** START OF PROVIDED TEXT **
Now consider an "easy" problem EASY like: "Is an element of L_G in
L_G?". Well, this seems to be fairly easy because the answer is "yes"
in any case. Hence the problem should be of small complexity.
But if one models such a decision problem one has to construct a
language L with alphabet A such that the word problem for L reflects
exactly the decision problem which one is interested in. For example
the problem CLIQUE has been modeled by the word problem for the
language L_CLIQUE={<G,k> in (0+1)* | G finite graph, k natural number
and G has a k-clique}.
Now my problem arises: In the CLIQUE case one can think of an "input"
of the turing machine T which should decide the word problem for
L_CLIQUE already as a pair <G,k> in the wanted form and one has not to
consider an arbitrary string x of (0+1)*. This is possible because the
language L'={<G,k> in (0+1)* | G finite graph, k natural number} can
be produced by an easy context-free grammar and therefore the word
problem for L' is of a low complexity like P. So if one considers the
word problem for the language L_CLIQUE one can decide in P if an
arbitrary string x of (0+1)* is of the form <G,k> and if it is not the
turing machine T can stop without accepting immediately. Therefore the
complexity of L_CLIQUE is polynomial+"complexity of the real problem
CLIQUE".
** END OF PROVIDED TEXT **
= GIVEN INSTRUCTION A =
Pick out each line in the records below that contains the string "distant" and copy those lines.
** START OF SUPPLIED DATA **
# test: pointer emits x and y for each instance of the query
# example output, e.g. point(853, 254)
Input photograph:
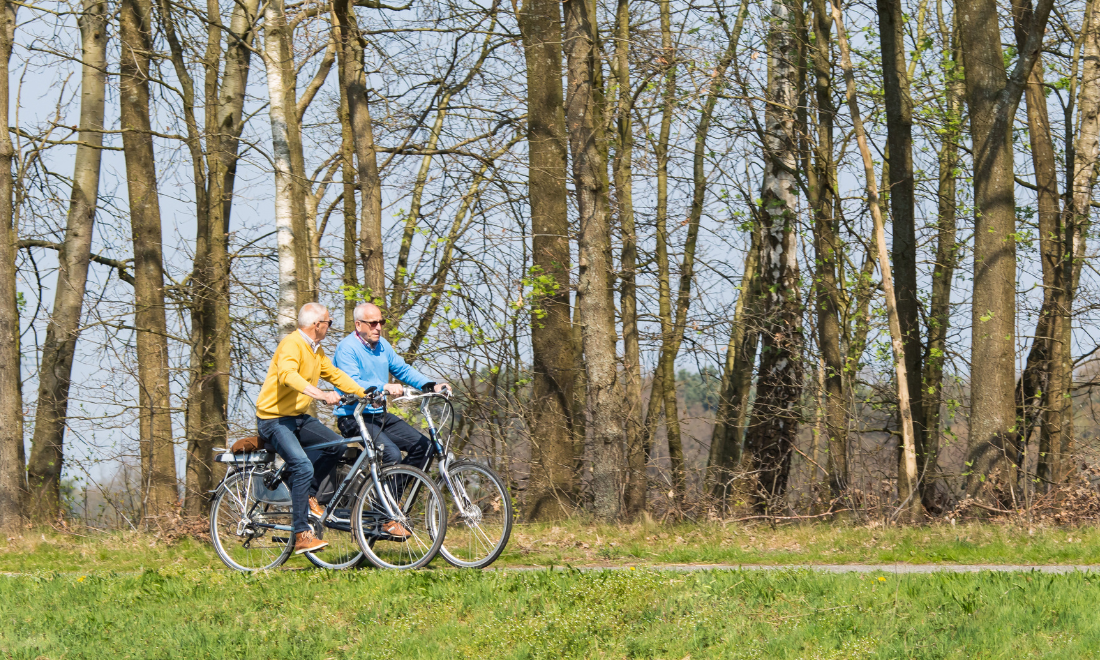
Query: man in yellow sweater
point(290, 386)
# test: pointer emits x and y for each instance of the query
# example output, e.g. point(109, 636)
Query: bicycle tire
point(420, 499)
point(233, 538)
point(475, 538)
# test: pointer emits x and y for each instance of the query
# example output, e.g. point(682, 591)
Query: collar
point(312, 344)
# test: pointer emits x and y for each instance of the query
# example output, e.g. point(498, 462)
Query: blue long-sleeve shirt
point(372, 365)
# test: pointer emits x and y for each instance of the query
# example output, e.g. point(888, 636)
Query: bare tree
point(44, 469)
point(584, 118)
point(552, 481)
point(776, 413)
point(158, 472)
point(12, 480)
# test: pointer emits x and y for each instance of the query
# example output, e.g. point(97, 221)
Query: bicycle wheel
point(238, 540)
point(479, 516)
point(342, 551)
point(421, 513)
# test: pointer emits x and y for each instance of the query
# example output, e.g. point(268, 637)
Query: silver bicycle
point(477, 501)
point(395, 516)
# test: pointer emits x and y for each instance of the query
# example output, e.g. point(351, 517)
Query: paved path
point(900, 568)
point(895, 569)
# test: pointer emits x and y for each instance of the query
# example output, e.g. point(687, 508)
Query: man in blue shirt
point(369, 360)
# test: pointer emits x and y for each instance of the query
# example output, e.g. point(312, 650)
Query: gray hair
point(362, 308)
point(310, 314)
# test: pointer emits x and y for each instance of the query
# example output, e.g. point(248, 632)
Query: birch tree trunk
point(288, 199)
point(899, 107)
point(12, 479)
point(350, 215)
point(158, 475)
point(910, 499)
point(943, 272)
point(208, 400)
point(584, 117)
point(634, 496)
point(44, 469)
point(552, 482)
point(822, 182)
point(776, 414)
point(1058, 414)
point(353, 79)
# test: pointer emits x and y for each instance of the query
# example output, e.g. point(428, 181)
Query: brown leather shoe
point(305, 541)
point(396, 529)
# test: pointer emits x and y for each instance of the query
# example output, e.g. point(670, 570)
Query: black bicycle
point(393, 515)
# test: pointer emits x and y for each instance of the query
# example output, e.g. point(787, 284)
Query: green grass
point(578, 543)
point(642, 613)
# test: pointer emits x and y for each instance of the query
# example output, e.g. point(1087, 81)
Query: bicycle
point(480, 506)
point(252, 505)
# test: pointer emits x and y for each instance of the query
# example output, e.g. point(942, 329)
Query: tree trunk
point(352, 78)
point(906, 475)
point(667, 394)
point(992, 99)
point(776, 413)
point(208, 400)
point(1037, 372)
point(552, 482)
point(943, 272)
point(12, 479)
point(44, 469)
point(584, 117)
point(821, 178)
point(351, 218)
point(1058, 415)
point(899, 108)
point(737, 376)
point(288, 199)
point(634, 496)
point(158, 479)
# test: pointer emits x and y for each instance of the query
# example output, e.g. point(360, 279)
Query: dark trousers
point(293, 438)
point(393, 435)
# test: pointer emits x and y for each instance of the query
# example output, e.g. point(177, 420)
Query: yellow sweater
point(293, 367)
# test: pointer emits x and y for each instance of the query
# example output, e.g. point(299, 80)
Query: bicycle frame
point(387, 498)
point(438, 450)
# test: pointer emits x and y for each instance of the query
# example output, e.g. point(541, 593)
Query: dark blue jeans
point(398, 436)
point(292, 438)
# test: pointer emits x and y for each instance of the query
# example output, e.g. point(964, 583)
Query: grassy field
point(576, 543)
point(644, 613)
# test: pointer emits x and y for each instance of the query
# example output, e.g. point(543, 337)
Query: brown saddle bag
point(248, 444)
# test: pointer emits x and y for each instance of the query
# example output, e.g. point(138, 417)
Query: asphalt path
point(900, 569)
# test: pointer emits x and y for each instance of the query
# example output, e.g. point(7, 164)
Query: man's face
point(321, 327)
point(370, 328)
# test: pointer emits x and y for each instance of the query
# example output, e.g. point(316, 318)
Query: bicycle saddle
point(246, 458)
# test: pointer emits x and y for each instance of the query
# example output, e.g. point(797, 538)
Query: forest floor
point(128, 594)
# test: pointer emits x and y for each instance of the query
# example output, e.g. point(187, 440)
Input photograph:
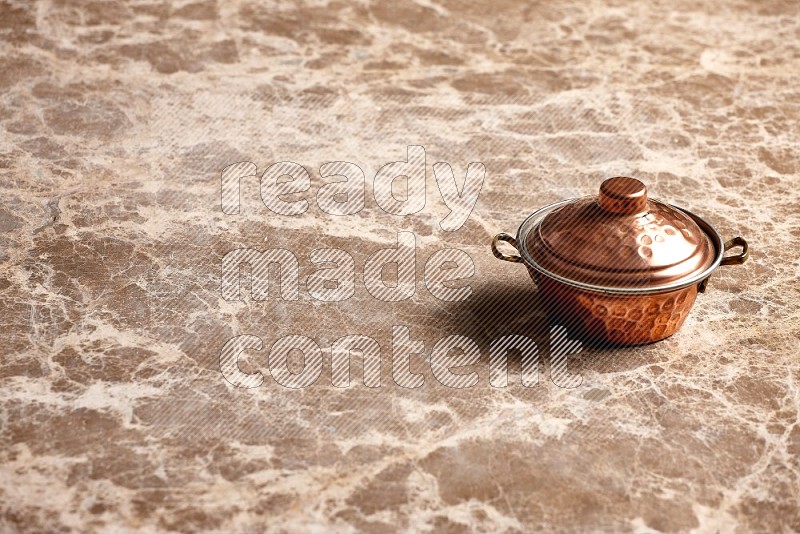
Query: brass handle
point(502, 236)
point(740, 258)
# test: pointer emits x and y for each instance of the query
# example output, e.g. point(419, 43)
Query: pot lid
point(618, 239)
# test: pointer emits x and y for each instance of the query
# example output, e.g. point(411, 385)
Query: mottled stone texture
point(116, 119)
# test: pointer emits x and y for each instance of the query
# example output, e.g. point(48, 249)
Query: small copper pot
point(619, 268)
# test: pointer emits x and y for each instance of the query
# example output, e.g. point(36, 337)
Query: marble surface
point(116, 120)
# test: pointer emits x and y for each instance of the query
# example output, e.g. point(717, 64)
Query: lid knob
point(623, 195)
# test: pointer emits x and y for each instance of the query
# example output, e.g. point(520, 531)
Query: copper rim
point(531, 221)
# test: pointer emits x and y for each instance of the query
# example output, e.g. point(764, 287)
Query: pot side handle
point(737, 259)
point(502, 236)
** END OF SUPPLIED DATA **
** START OF SUPPLIED DATA **
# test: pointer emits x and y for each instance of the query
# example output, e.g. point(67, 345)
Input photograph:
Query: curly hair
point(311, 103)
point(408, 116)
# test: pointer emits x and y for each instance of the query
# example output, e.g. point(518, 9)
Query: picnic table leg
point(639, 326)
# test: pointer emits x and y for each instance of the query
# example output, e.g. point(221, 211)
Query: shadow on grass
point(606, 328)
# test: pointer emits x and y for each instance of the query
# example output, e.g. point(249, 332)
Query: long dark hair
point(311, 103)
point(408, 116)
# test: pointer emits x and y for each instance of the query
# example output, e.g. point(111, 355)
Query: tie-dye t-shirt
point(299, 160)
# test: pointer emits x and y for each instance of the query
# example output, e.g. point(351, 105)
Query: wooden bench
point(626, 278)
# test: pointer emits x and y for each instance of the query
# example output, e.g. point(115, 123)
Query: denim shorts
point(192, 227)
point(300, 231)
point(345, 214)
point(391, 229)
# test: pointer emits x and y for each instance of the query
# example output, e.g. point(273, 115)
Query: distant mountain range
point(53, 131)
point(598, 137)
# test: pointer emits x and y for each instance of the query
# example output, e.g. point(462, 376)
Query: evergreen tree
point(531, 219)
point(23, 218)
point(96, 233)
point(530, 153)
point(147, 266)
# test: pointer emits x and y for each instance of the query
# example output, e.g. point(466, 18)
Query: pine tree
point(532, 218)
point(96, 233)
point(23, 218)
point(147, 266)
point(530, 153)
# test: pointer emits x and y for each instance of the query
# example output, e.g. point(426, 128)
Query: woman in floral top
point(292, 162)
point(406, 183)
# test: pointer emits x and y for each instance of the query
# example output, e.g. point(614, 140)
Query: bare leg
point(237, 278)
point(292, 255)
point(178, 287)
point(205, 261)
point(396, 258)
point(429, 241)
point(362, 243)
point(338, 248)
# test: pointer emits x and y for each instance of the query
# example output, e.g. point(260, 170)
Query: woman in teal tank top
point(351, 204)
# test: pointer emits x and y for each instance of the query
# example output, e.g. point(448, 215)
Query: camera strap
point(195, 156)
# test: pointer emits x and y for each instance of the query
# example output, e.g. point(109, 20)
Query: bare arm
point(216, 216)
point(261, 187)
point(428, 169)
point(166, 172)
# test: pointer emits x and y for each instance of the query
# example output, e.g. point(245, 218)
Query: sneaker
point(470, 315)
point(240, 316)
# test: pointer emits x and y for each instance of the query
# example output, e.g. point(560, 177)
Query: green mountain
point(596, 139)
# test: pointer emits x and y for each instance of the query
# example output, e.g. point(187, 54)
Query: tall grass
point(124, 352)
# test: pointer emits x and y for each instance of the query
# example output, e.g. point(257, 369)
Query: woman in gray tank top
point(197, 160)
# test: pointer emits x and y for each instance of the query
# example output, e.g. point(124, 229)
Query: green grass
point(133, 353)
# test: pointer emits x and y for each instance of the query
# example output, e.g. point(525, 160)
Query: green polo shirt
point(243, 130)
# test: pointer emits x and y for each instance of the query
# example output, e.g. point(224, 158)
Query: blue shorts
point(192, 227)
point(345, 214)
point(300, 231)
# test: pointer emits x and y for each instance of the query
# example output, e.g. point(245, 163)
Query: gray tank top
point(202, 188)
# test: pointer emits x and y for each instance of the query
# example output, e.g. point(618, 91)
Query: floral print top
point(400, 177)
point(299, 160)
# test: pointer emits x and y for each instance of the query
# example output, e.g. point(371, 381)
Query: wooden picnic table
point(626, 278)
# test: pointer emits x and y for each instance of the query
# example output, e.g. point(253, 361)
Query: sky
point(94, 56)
** END OF SUPPLIED DATA **
** START OF SUPPLIED DATA **
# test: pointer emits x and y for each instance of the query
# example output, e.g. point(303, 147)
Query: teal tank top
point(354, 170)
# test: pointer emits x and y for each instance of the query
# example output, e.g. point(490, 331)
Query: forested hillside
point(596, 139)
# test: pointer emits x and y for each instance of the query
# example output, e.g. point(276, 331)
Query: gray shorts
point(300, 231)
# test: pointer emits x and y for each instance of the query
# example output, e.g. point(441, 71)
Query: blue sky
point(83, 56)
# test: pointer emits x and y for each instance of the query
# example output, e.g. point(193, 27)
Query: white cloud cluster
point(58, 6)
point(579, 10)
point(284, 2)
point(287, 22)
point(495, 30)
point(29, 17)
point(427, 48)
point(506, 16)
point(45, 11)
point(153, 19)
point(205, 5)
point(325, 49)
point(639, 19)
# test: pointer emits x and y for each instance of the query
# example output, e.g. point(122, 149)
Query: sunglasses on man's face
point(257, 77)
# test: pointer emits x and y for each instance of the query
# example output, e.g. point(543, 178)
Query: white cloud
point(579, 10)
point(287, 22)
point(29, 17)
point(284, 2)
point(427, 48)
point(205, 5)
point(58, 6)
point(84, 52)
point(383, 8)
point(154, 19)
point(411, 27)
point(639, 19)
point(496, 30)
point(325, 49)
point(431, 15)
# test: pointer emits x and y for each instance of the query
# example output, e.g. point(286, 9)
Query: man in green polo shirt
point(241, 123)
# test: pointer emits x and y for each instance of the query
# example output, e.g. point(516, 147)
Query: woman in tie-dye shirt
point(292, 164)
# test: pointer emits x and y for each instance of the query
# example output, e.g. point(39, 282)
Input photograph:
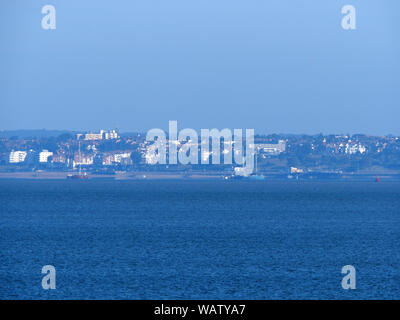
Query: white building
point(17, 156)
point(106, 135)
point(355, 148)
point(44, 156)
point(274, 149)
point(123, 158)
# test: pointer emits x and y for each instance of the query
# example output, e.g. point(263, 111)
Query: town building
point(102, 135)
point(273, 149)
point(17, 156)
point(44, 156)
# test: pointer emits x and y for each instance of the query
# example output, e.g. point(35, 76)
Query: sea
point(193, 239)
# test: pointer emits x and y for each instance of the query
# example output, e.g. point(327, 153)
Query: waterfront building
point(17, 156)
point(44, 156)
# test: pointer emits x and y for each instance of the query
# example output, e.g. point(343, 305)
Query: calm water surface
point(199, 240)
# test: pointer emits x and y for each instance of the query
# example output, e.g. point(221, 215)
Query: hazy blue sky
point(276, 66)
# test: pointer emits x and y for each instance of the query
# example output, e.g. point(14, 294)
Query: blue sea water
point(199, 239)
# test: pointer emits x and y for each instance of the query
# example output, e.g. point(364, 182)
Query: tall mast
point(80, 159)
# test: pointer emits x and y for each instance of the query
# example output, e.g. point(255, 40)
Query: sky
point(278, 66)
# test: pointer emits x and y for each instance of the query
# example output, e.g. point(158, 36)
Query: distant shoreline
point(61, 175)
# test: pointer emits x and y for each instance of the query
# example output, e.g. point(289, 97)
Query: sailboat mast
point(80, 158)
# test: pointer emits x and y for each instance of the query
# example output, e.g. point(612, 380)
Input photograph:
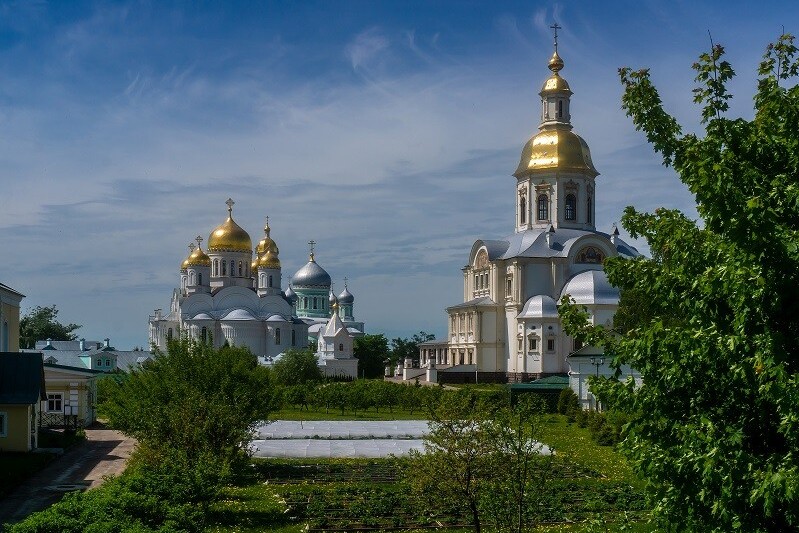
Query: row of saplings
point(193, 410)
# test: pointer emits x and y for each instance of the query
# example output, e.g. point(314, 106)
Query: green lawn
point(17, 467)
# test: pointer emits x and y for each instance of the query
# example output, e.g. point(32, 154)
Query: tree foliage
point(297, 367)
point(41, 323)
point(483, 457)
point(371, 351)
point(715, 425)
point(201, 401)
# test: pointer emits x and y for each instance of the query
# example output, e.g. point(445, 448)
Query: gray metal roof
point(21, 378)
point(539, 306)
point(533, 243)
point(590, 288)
** END OF SUPPLIED DATA **
= GIVEN INSTRUCTION B =
From the text on the CLIQUE word problem, output everything between "Now consider an" and "of small complexity.", inclusive, copied word for word.

= WRITTEN RESPONSE A =
Query: distant mountain range
Query: distant shoreline

= WRITTEN RESPONSE B =
Now consider an "easy" problem EASY like: "Is an element of L_G in
L_G?". Well, this seems to be fairly easy because the answer is "yes"
in any case. Hence the problem should be of small complexity.